▶ EXERCISE:
Copy everything in the data word for word, from the line containing "label the coat" down to the final line, including both of those lines.

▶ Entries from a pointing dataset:

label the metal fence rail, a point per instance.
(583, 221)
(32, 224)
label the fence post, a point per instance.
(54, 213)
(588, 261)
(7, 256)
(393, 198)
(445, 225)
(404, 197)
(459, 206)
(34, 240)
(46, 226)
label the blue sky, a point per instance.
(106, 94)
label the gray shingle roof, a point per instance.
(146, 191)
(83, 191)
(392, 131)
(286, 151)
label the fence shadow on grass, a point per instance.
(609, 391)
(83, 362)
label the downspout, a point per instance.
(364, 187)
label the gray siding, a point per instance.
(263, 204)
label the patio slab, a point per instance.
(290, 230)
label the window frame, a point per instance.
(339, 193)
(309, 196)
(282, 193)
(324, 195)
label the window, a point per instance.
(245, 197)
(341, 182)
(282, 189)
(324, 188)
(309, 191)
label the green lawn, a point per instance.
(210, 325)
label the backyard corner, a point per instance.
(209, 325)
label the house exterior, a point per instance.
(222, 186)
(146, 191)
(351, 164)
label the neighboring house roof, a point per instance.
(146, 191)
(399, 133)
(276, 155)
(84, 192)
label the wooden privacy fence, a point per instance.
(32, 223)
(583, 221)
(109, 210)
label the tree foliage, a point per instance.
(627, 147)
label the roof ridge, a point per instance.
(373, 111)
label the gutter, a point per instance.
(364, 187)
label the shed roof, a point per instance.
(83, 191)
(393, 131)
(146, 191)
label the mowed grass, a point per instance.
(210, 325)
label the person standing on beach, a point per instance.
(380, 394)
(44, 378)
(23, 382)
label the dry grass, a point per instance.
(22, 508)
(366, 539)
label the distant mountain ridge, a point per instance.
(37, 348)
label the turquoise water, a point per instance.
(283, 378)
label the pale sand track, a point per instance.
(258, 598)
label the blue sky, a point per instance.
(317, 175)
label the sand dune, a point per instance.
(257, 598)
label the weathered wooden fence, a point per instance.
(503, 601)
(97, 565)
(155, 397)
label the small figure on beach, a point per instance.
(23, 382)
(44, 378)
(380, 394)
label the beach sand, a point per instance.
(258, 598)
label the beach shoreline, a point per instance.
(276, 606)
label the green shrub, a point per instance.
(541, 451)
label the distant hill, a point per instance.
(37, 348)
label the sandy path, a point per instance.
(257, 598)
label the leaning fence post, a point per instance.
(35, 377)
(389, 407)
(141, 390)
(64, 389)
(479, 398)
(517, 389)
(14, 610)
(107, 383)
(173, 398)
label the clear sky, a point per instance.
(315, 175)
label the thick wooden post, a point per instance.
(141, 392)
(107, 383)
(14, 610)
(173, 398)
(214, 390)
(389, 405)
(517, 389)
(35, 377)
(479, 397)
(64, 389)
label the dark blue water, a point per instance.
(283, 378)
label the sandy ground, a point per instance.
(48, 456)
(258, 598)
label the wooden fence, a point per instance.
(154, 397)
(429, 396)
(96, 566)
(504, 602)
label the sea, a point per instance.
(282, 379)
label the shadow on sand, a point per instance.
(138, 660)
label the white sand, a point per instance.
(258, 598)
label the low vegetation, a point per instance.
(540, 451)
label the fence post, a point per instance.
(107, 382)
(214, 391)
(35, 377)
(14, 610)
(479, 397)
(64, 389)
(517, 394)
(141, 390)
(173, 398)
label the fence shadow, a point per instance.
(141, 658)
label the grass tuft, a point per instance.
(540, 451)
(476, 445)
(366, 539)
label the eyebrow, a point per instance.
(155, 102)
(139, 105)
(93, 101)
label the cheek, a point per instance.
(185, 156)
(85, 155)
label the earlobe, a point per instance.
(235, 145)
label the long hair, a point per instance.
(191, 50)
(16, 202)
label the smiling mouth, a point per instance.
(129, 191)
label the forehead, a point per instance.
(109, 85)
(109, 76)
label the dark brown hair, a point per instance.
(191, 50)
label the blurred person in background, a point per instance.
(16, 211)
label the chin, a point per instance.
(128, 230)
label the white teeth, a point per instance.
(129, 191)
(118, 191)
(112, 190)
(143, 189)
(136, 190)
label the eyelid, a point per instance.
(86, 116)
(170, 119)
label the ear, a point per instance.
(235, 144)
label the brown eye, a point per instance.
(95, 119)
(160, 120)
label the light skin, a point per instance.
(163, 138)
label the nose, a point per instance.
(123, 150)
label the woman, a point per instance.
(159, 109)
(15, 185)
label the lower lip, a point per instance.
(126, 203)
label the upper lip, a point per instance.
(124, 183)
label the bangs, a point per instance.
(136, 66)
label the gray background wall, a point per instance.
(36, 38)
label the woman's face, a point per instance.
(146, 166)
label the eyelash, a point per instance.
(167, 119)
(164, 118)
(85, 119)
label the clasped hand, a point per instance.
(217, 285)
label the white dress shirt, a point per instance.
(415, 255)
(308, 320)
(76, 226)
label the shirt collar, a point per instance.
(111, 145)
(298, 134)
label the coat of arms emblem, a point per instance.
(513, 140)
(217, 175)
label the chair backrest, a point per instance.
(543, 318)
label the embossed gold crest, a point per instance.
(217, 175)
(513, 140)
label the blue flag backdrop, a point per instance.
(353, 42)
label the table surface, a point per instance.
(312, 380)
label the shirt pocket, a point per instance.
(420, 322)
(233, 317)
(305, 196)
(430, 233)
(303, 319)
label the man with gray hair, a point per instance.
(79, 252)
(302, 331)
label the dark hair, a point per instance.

▶ ANSWER FOR THE TASK:
label the coat of arms emblem, a point per instance.
(513, 140)
(217, 175)
label the chair backrest, a point per instance.
(543, 318)
label the embossed gold crest, a point per instance.
(217, 175)
(513, 140)
label the blue flag backdrop, a point per instance.
(353, 42)
label the table surface, a point per instance.
(312, 380)
label the shirt pocket, a point per instance.
(420, 322)
(233, 317)
(305, 196)
(430, 233)
(303, 319)
label the man with gray hair, a point per instance.
(79, 252)
(302, 331)
label the dark hair, a point per instance.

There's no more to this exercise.